== Passage given ==
Somaiya Vidyavihar University
- Motto: Sanskrit: ज्ञानादेव तु कैवल्यम्
- Motto in English: Knowledge Alone Liberates
- Type: Private university
- Established: 2019
- Accreditation: NAAC
- Affiliations: UGC
- Chancellor: Samir Somaiya
- Vice-Chancellor: Ajay Kapoor
- Students: 39,000+
- Location: Mumbai, Maharashtra, India 19°04′21″N 72°53′52″E﻿ / ﻿19.0726°N 72.8978°E
- Campus: 60 acres (24 ha); Urban;
- Website: www.somaiya.edu/en/

= Somaiya Vidyavihar University =

University in Mumbai, Maharashtra, India

Somaiya Vidyavihar University is a private university located in the Vidyavihar suburb of Mumbai, India. Established in 2019, it offers undergraduate and postgraduate programs in various fields, including arts and humanities, science and technology, engineering, teacher education, research, management, commerce and business studies, sports, religion and culture, and entrepreneurship.

The university is recognized by the University Grants Commission (UGC) of India and accredited with an "A" grade by the National Assessment and Accreditation Council (NAAC). It is first self-financed private university in Mumbai.

== History ==
Somaiya Vidyavihar University was established in August 2019 under The Somaiya Vidyavihar University Act, Mumbai 2019. The State Government of Maharashtra had approved a proposal from the Somaiya Trusts to establish the university in February 2019. It is a self-financed university governed by Somaiya Vidyavihar, the K. J. Somaiya Trust, and The Somaiya Trust.

== Accreditation ==
Somaiya Vidyavihar University is recognized by the UGC and the Scientific and Industrial Research Organisation (SIRO). It is a member of the Association of Indian Universities (AIU).

The university's constituent colleges hold various accreditations from national and international bodies, including an "A" grade by the National Assessment and Accreditation Council (NAAC), All India Council for Technical Education (AICTE), AACSB International, the National Board of Accreditation (NBA) for Post Graduate Diploma in Management (PGDM) & Master of Management Studies (MMS) programs, and Bureau Veritas.

== Academics ==
The university provides undergraduate, postgraduate, and doctoral programmes such as B.A., B.Sc., B.Com., B.Tech., B.Pharm., B.Des., BBA, M.A., M.Sc., M.Com., M.Tech., M.Pharm., M.Des., MBA, MCA, and Ph.D. in various disciplines like Management, Engineering, Design, Teacher Education, Performing Arts, Music, Humanities, Business Studies, Sciences, Library and Information Science, Religion & Culture and Sports.

Somaiya Vidyavihar University primarily uses entrance exam, SVUET for admission to its courses. Since March 2023, the university has adopted the University Grants Commission's Common University Entrance Test (CUET) scores for many programs. Eligibility requirements vary by program and may include scores from CUET, national entrance exams specific to the field, and minimum academic qualifications.
===
== Dataset rows ==
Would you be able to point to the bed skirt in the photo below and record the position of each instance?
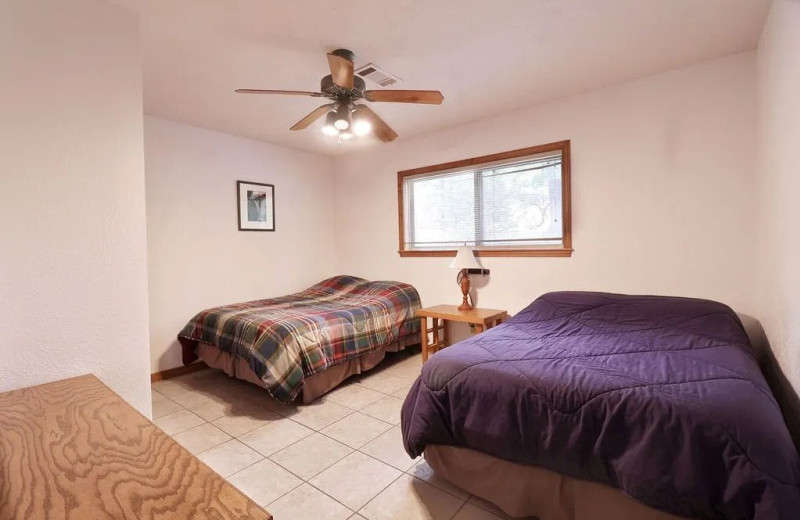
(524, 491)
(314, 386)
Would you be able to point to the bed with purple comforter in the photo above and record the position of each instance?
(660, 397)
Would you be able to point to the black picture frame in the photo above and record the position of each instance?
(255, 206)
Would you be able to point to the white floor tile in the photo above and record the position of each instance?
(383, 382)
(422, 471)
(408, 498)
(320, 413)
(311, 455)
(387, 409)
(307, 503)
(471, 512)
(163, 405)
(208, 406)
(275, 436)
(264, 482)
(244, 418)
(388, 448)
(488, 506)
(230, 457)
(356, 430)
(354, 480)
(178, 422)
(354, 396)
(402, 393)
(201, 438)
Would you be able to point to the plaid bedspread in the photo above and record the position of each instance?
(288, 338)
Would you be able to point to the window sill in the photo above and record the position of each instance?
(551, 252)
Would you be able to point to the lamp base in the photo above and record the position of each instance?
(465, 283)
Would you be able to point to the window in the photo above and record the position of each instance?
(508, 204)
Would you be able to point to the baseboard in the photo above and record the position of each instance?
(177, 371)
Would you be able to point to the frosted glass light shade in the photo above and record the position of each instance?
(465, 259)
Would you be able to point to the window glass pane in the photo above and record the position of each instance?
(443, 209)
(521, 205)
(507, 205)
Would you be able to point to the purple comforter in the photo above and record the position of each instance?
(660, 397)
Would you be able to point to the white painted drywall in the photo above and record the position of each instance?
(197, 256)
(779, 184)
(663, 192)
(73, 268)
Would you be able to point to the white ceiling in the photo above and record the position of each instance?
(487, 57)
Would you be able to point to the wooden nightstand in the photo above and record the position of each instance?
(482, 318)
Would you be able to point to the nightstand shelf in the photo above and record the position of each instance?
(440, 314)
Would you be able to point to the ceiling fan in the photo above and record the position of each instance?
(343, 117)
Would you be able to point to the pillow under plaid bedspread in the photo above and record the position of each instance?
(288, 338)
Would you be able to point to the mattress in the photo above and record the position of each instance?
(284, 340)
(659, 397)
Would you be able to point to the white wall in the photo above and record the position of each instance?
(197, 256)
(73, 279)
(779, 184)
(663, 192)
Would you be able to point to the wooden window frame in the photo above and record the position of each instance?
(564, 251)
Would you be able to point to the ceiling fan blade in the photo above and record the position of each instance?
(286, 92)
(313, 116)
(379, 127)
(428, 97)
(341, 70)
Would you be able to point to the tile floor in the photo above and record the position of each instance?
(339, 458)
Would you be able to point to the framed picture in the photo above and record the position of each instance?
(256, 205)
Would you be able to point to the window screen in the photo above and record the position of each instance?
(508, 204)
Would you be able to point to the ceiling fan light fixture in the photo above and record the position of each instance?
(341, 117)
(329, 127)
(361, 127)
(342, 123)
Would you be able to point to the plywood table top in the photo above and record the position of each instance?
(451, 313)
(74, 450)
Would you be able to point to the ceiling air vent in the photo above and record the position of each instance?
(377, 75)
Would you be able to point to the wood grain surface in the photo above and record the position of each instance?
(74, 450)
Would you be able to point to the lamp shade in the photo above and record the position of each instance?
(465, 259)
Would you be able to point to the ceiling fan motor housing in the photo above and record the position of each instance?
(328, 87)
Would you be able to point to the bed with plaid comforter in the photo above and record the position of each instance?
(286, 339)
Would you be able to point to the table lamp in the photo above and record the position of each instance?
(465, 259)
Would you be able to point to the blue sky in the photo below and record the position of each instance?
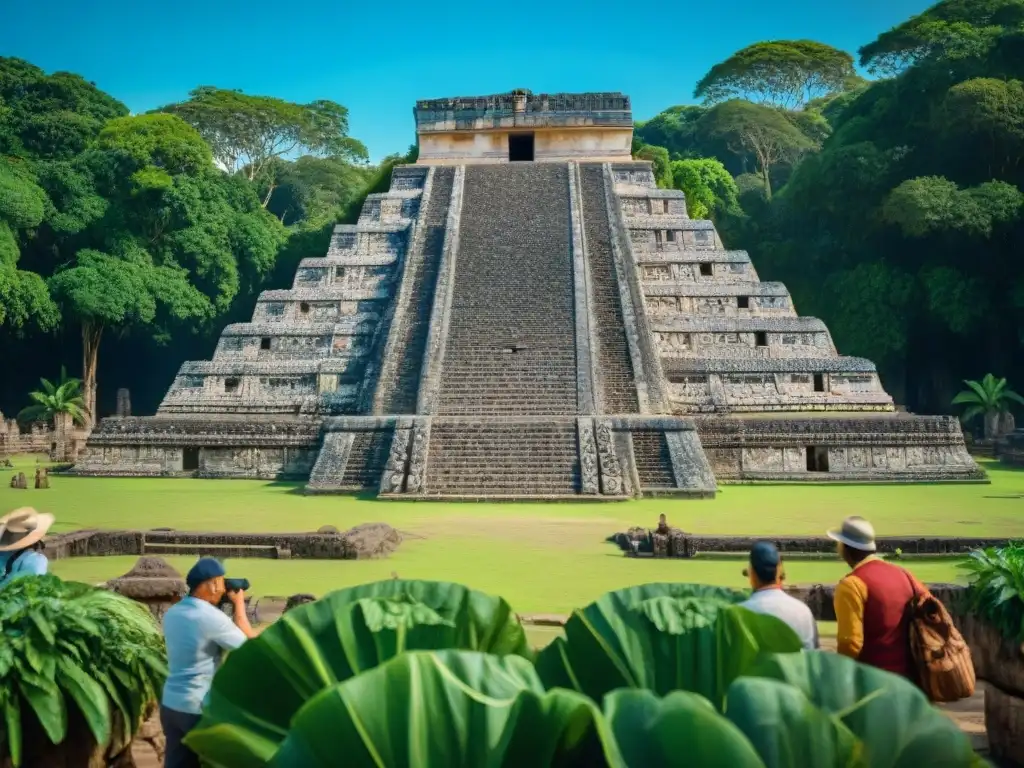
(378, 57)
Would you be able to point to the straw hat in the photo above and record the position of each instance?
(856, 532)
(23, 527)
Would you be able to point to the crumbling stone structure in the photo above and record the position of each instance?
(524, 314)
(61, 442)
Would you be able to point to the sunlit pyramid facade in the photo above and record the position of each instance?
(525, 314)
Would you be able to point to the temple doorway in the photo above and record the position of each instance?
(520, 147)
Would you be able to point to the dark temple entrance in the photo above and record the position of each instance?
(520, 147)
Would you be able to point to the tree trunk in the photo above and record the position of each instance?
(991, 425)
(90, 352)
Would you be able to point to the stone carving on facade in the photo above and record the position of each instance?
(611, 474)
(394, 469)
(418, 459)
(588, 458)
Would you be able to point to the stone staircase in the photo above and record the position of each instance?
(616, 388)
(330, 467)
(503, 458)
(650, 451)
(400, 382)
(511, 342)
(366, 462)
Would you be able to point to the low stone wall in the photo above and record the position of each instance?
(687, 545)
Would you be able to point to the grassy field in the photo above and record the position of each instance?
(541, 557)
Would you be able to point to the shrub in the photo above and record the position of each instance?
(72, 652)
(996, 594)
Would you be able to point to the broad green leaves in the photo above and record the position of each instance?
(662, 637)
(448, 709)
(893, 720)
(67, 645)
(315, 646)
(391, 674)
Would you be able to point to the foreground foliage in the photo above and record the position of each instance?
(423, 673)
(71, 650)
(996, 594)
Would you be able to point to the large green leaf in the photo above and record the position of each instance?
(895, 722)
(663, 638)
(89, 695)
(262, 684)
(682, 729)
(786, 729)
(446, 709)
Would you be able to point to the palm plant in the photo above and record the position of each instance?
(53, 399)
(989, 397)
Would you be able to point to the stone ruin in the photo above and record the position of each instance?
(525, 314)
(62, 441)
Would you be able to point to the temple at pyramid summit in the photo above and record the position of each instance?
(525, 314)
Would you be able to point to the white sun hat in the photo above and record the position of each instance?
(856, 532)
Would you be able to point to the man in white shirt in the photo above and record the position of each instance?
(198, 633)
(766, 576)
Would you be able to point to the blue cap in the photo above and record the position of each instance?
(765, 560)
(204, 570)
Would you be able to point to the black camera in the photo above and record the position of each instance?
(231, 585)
===
== Dataset rows ==
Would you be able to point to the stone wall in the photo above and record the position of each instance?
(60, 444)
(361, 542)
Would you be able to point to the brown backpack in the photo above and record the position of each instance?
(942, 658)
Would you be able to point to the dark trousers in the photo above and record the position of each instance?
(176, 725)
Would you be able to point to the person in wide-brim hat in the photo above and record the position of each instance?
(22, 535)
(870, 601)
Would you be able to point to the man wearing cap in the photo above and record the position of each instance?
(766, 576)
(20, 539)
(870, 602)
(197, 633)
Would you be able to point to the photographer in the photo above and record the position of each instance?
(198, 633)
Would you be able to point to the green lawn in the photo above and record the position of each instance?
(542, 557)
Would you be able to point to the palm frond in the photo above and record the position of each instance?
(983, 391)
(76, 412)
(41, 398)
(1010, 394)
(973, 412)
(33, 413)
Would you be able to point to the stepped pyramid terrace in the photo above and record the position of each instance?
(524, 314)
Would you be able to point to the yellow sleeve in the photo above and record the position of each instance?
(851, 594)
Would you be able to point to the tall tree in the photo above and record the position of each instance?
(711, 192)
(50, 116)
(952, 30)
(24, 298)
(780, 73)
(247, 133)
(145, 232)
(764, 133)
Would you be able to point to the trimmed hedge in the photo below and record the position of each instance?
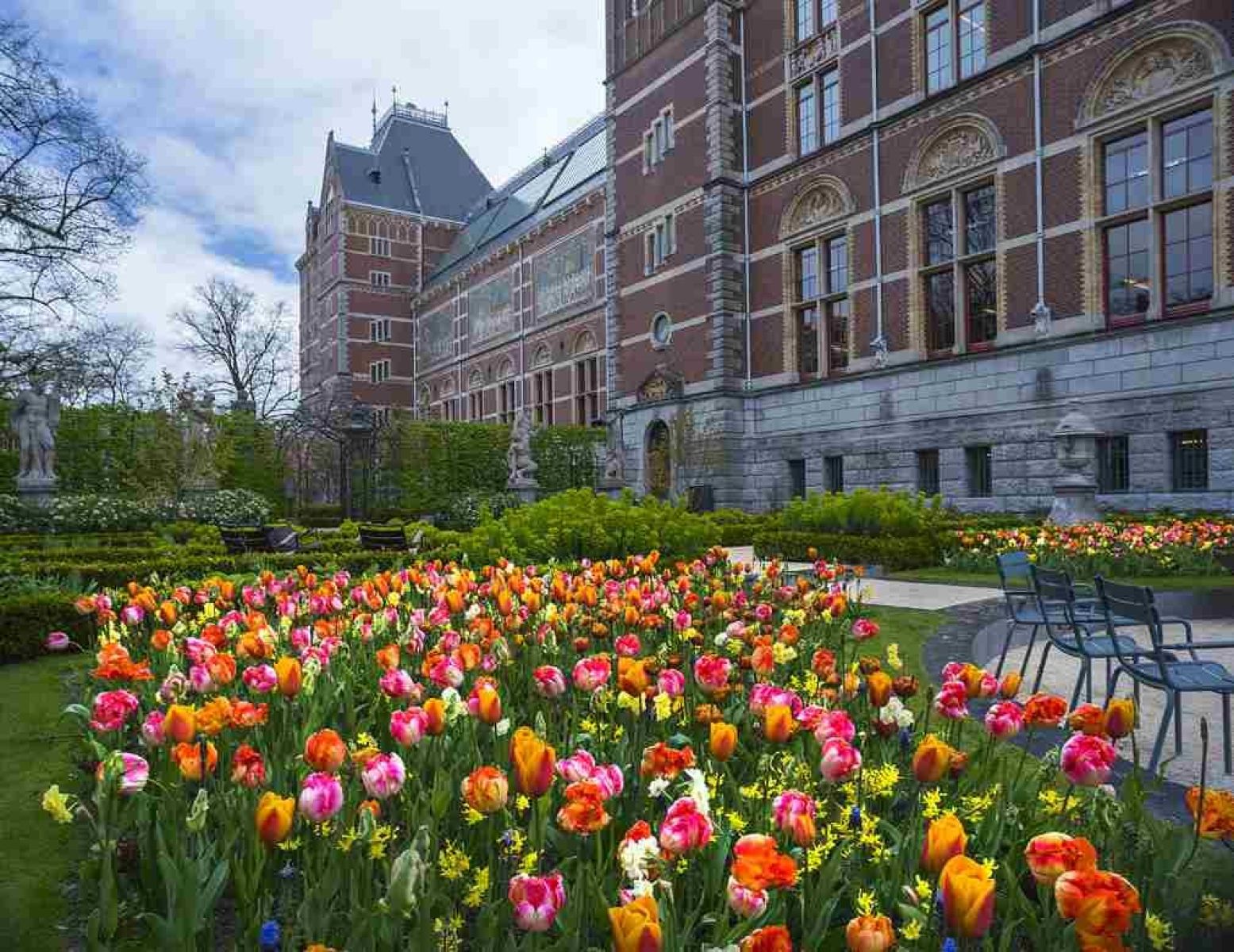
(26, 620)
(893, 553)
===
What this exercise asks:
a. Filter the records down to every line that contains the word "ceiling". Case counts.
b. Proceed with the article on Somaiya Vidyavihar University, picking up right after its final sentence.

Task-by-task answers:
a.
Would you be able to point to the white ceiling in the photo above and record the position of each instance?
Would you be able to point to the ceiling fan in the photo above and record the position of each instance?
Would you be able to point to the ceiling fan blade in the photo above and record the position of each instance?
Would you be able to point to the ceiling fan light fixture in the photo above and record the position of each instance?
Would you be able to point to the ceiling air vent in the photo above and record the position of each instance?
Would you be able to point to the ceiling fan motor housing in the photo above and record the position of each instance?

b.
== Schools ==
Following are the constituent schools under Somaiya Vidyavihar University:

1. K J Somaiya Institute of Management
2. K J Somaiya School of Engineering
3. K J Somaiya Institute of Dharma Studies
4. Somaiya School of Design
5. K J Somaiya School of Education
6. Somaiya School of Basic and Applied Sciences
7. Somaiya School of Humanities and Social Science
8. Dr. Shantilal K Somaiya School of Commerce and Business Studies
9. Department of Library and Information Science
10. Somaiya Sports Academy
11. Maya Somaiya School of Music and Performing Arts
12. Somaiya Institute for Research and Consultancy
The S K Somaiya College of the university was restructured into three schools in 2025; Dr. Shantilal K Somaiya School of Commerce and Business Studies, Somaiya School of Basic and Applied Sciences and Somaiya School of Humanities and Social Science.

== Rankings ==

As per the 2024 Education World India Higher Education Rankings (EWHIER) survey, Somaiya Vidyavihar University was placed among the top 3 universities in Maharashtra and the top 15 private multidisciplinary universities nationwide. The K J Somaiya Institute of Management secured a 12th place ranking in the 2024 Outlook-ICARE India's Best B-School rankings.

In 2023, The Times of Indias Engineering Institute survey ranked K. J. Somaiya College of Engineering, a constituent college of Somaiya Vidyavihar University, as #6 among the Top 70 Private Institutes for Placements, 3rd in the West Zone, 16th among the Top 125 Private Engineering Institutes, and 18th among the Top 170 Engineering Institutes. The K. J. Somaiya Institute of Management Studies and Research was ranked 45th in the Management category of the National Institutional Ranking Framework (NIRF) 2023.

The 2023 QS World University Rankings by Subject ranked Somaiya Vidyavihar University in the 151-175 band for International trade. In 2024, ten teachers from various faculties of the university were ranked among the world's best scientists in the AD Scientific Index.

Somaiya Vidyavihar University was ranked 6th among India's top 15 Emerging State Private Universities in 2022 by Outlook Indias annual ICARE rankings.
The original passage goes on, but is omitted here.